[Start of INFORMATION SHOWN]
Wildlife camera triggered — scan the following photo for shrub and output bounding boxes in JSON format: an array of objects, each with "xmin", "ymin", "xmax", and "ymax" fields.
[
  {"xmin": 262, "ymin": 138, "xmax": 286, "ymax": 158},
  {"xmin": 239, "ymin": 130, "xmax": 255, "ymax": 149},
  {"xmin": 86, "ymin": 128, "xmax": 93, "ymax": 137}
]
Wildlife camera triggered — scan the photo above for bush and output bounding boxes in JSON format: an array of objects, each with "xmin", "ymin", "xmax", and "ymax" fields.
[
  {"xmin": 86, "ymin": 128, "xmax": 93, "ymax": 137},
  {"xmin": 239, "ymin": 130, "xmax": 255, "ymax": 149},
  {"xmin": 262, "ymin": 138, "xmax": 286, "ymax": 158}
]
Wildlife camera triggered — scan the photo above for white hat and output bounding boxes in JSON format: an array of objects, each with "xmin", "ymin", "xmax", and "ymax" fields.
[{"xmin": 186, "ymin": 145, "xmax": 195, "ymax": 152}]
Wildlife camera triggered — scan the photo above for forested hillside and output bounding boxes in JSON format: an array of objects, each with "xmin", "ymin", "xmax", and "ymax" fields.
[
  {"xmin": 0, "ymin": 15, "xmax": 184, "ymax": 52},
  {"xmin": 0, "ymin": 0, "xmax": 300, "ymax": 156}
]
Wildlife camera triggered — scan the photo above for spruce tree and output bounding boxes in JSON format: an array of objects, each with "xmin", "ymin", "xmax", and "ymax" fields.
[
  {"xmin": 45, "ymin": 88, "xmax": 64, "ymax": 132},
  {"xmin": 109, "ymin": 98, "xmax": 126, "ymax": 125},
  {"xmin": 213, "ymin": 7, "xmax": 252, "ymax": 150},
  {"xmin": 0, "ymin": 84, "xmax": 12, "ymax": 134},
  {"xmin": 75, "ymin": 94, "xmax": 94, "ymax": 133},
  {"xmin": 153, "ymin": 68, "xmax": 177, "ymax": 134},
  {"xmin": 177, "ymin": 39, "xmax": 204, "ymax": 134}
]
[End of INFORMATION SHOWN]
Find every line in the data above that contains the string "JSON" and copy each one out. Case counts.

THE RESPONSE:
Wildlife camera triggered — scan the following photo for shrub and output bounding boxes in JSON format: an array of objects, each with "xmin", "ymin", "xmax", and "ymax" fields.
Wildlife camera triggered — scan the photo above for bush and output bounding boxes in JSON format: an array of objects, each with "xmin", "ymin", "xmax", and "ymax" fields.
Wildlife camera triggered — scan the photo above for white hat and output bounding boxes in JSON format: an array of objects, each with "xmin", "ymin", "xmax", and "ymax" fields.
Wildlife camera triggered — scan the photo above for forested hillside and output bounding boxes in JSON format: an array of objects, each with "xmin", "ymin", "xmax", and "ymax" fields.
Wildlife camera triggered — scan the photo above for spruce tree and output bounding boxes in JSON format: an array of objects, each with "xmin", "ymin", "xmax", and "ymax" fields.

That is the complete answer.